» **About this task**:
Would you repeat the entries below exactly and omit the pictures?

*** Opening Records for this task ***

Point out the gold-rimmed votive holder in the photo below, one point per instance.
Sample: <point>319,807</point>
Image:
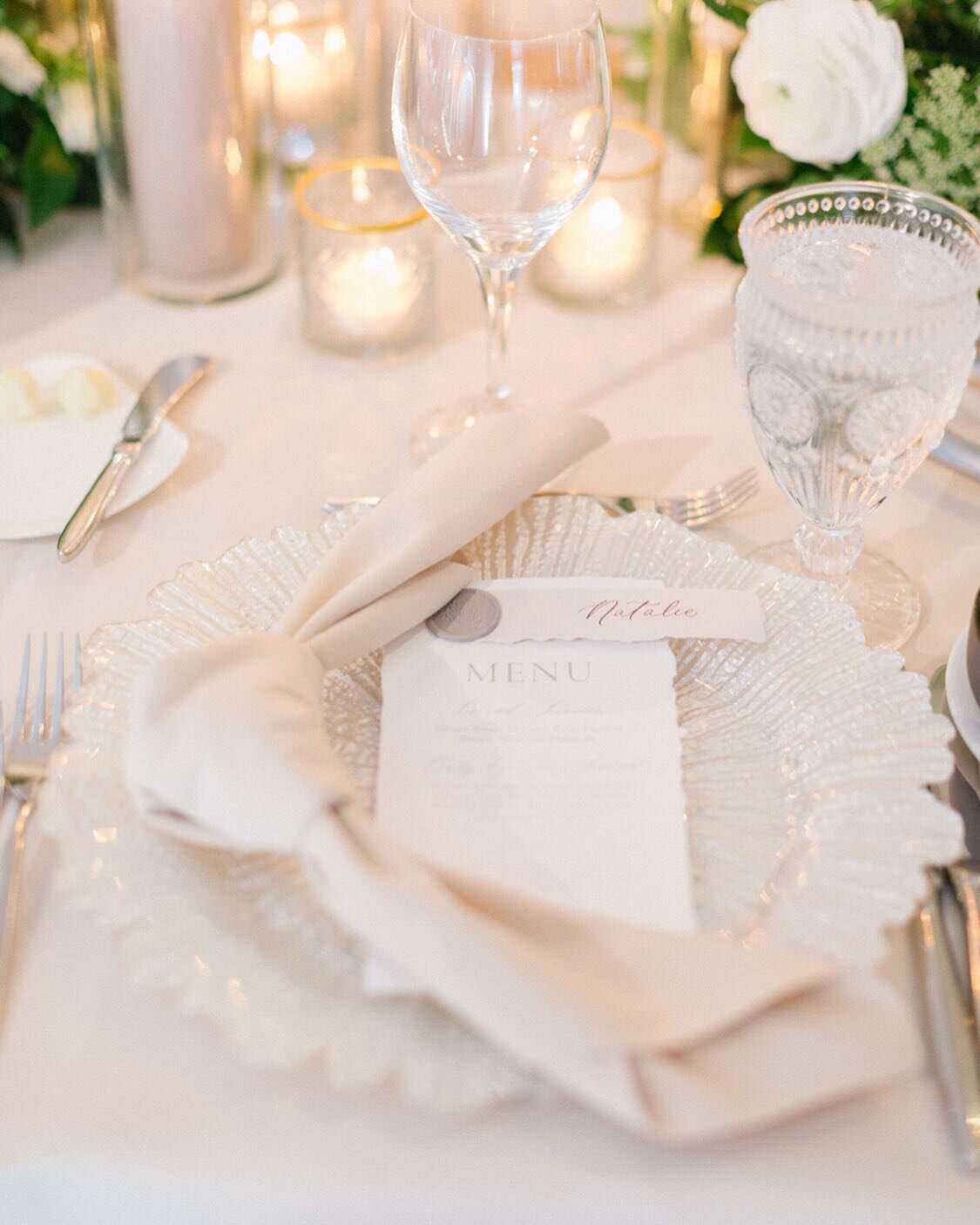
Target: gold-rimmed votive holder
<point>367,259</point>
<point>605,253</point>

*** Closing Records for this task ***

» **Solution to the exercise**:
Point out the gold-rimmed votive holder in the photo below, one point per instance.
Sample: <point>319,807</point>
Image:
Target: gold-rimmed votive holder
<point>367,259</point>
<point>605,253</point>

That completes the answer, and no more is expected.